▶ [Problem description]: Copy out the entries from the line containing "One point marks each instance of the frozen" through the line containing "x=201, y=129", renaming "awning" to "canopy" and changing nothing else.

* * *

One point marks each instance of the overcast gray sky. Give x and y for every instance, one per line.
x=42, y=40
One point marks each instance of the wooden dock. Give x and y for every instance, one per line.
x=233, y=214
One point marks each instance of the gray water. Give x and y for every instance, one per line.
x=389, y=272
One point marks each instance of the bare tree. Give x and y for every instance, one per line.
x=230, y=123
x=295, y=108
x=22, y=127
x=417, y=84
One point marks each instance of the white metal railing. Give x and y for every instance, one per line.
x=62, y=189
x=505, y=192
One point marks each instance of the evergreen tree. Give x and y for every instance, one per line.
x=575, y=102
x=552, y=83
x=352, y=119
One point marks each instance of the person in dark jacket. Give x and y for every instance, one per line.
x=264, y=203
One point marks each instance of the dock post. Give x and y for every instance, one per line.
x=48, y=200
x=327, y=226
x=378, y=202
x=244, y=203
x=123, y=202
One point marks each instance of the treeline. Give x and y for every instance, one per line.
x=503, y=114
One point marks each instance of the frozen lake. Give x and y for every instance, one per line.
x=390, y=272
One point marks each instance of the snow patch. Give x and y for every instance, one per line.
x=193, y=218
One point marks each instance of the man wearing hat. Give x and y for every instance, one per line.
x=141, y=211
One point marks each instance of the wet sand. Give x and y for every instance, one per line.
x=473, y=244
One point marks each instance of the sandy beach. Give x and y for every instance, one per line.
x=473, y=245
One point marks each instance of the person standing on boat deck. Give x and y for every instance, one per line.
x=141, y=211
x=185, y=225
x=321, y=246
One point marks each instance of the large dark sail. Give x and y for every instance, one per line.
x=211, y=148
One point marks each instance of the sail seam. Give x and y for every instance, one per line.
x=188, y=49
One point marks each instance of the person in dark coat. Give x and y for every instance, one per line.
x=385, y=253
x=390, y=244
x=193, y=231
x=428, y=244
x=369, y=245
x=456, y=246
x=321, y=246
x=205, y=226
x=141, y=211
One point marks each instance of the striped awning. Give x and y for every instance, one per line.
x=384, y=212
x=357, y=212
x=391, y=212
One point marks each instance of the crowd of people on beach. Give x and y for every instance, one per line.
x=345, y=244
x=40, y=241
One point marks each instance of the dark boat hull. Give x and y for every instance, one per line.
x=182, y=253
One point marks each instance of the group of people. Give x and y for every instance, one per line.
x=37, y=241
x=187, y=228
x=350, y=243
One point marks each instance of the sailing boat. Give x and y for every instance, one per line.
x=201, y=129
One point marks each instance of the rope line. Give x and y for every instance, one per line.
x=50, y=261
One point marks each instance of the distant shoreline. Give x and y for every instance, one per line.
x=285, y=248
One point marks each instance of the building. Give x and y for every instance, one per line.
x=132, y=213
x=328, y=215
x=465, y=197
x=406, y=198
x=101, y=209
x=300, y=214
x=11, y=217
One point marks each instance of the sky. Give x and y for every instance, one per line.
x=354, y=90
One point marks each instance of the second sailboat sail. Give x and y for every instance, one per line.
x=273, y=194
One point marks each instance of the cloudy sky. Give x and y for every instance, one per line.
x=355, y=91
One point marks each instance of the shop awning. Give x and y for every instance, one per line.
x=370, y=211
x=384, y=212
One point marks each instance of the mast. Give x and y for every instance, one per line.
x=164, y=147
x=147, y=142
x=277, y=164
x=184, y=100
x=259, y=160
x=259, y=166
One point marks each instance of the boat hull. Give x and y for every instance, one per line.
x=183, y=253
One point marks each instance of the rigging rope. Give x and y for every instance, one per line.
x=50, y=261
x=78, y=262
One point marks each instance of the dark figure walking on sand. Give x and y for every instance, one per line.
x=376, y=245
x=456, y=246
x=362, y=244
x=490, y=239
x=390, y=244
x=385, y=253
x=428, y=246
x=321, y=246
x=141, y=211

* * *

▶ [Exercise response]:
One point marks each instance of the frozen lake. Give x and y for every instance, one per line.
x=390, y=272
One point marks each instance of the snow patch. Give x and y for every instance, one per line.
x=193, y=218
One point marks each instance of the man wearing hat. Give x and y for every instance, one per line.
x=141, y=211
One point marks each instance of the wet sand. Give x and y for every instance, one per line.
x=473, y=244
One point marks each instance of the sandy beach. Give x and y for every instance, one per line.
x=473, y=245
One point marks each instance of the person standing on boat deck. Give x and y for every instance, one per line.
x=141, y=211
x=185, y=225
x=321, y=246
One point marks each instance of the large dark sail. Give x and y for every instance, one per line.
x=211, y=148
One point marks each instance of the sail seam. Give x and y for every instance, one per line.
x=188, y=49
One point marks each instance of the person in dark coat. Give x and y for every instance, one per line.
x=385, y=253
x=390, y=244
x=193, y=231
x=428, y=244
x=369, y=245
x=456, y=246
x=321, y=246
x=205, y=226
x=141, y=211
One point marks each instance of the striped canopy. Give x and y for every instance, one per line.
x=384, y=212
x=357, y=212
x=391, y=212
One point marks each instance of the crowd of people on beach. Give x and y for every instance, one per line.
x=345, y=244
x=40, y=241
One point marks each instance of the dark boat hull. Give x and y for every instance, one per line.
x=182, y=253
One point marks each instance of the group of people. Give x and y for every instance, one per line.
x=37, y=241
x=187, y=228
x=350, y=243
One point marks each instance of the sailing boat. Give x and y for every instance, one per line.
x=201, y=129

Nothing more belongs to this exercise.